▶ Excerpted records
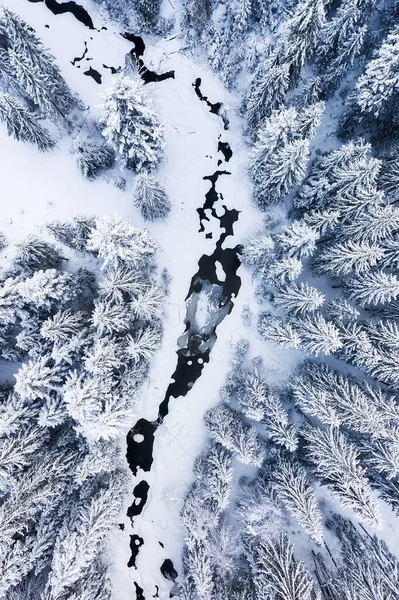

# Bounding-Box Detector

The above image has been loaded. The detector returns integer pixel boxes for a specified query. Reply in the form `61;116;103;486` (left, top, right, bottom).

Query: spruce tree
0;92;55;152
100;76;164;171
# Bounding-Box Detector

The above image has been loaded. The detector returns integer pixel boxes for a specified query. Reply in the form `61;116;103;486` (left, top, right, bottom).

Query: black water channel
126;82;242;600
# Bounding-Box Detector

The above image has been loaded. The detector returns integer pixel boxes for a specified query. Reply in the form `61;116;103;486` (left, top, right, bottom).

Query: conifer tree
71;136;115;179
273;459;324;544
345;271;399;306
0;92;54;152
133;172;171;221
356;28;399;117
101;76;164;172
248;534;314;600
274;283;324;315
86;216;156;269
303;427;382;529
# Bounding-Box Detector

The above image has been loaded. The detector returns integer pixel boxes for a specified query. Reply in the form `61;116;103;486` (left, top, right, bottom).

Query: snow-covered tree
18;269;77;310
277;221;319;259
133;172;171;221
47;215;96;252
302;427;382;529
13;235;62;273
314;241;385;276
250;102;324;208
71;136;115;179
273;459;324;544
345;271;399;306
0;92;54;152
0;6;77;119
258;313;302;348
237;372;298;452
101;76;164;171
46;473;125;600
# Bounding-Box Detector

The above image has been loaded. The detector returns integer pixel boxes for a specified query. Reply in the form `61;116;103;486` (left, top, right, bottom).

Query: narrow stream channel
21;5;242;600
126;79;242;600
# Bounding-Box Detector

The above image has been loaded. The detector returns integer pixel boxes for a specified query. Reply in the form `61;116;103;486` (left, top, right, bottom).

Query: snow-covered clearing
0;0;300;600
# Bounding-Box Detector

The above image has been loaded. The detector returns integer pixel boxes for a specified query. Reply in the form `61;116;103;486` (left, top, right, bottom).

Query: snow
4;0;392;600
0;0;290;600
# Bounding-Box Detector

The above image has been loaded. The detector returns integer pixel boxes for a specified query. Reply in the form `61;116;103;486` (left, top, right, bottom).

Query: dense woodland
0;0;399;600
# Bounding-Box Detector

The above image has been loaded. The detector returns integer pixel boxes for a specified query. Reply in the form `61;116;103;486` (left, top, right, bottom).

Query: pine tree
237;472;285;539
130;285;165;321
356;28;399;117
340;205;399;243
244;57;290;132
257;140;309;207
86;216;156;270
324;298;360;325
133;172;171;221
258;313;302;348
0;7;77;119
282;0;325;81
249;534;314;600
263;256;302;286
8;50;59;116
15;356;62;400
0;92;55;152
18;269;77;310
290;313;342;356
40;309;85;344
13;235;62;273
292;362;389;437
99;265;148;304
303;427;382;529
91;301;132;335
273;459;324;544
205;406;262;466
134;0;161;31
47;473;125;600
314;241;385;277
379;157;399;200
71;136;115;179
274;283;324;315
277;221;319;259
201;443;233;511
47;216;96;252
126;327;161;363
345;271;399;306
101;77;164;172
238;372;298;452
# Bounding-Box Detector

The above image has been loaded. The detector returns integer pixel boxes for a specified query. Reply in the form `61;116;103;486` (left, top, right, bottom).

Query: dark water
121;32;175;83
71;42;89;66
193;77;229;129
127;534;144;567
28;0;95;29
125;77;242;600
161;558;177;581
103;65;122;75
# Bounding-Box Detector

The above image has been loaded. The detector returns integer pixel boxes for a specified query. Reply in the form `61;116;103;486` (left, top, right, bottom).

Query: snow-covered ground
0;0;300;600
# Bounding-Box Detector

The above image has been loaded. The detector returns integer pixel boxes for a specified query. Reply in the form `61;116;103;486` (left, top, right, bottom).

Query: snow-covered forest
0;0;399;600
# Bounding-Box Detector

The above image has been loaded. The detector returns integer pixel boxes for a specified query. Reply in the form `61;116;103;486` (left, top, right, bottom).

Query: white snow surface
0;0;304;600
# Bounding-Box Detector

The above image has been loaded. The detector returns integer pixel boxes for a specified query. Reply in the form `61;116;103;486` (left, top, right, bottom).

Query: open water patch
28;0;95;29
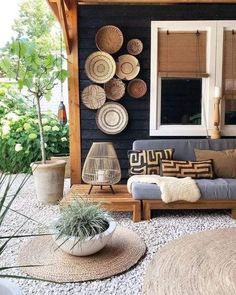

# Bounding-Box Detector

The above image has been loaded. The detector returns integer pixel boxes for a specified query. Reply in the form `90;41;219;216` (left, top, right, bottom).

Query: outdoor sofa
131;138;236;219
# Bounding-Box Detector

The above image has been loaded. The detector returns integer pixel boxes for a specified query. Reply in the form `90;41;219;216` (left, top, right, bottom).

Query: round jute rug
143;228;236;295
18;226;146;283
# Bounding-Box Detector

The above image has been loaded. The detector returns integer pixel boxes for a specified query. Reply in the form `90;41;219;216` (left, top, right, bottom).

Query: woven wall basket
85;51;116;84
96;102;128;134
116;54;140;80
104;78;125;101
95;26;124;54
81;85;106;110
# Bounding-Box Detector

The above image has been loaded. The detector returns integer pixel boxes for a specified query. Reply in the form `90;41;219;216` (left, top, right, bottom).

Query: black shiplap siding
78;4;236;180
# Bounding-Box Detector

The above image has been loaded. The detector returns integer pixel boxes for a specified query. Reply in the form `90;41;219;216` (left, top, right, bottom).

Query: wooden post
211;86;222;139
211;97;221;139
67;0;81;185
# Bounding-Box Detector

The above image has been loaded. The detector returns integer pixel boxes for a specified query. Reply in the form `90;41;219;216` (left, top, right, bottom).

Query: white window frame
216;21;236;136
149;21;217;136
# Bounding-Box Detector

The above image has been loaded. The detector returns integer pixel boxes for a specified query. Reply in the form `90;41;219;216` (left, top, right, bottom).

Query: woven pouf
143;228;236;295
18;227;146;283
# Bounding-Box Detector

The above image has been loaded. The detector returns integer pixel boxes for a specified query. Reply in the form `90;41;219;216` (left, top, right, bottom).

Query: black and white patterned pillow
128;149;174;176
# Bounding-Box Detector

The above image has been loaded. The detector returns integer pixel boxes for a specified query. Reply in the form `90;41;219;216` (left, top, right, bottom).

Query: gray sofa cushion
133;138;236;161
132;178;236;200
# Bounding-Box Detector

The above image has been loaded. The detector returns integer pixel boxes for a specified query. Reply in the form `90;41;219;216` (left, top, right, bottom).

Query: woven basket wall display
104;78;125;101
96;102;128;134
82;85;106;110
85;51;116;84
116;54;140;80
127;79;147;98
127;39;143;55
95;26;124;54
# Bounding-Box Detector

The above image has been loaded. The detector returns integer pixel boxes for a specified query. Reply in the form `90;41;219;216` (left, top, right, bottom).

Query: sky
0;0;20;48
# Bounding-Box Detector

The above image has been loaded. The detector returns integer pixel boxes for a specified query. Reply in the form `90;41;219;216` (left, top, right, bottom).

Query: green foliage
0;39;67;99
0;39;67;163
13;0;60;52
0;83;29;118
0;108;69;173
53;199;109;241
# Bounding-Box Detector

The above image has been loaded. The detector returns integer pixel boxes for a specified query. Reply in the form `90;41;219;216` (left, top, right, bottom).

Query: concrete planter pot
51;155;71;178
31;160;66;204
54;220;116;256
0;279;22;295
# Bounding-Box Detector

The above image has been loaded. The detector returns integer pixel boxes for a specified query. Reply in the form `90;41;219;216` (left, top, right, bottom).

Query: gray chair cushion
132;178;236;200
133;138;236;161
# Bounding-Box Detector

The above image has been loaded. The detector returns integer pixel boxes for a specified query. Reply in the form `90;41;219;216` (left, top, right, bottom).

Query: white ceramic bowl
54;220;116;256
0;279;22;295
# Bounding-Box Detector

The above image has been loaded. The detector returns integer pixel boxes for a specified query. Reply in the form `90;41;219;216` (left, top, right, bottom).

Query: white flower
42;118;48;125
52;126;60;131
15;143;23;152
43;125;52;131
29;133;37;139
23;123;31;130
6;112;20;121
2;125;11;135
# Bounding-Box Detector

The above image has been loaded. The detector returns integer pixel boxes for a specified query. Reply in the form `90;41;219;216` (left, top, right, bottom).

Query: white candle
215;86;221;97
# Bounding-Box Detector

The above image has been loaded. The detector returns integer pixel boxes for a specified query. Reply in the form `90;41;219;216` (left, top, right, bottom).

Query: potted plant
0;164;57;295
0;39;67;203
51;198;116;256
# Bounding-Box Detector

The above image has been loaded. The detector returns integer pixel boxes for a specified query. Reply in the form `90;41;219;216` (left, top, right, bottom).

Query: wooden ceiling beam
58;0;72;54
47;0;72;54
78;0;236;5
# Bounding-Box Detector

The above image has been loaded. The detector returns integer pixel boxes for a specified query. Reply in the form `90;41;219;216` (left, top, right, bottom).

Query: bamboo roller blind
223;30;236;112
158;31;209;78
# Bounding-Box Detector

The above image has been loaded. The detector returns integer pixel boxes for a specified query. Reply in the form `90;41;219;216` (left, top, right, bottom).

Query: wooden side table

▶ Exercise instructions
Turn the listing, starting at its first line and ending at the line that contains "100;76;164;171", into a Markdown table with the columns Row and Line, numbering each line and skipping blank ones. Leave the pictures out.

▶ Solution to this task
| Row | Line |
|---|---|
| 1 | # Bounding-Box Detector |
| 2 | The above image has been loaded. The detector returns integer pixel boxes for a specified query. Reply in the form `61;116;103;486` (left, top, right, bottom). |
| 3 | Query: spruce tree |
| 4 | 0;92;55;152 |
| 5 | 100;76;164;171 |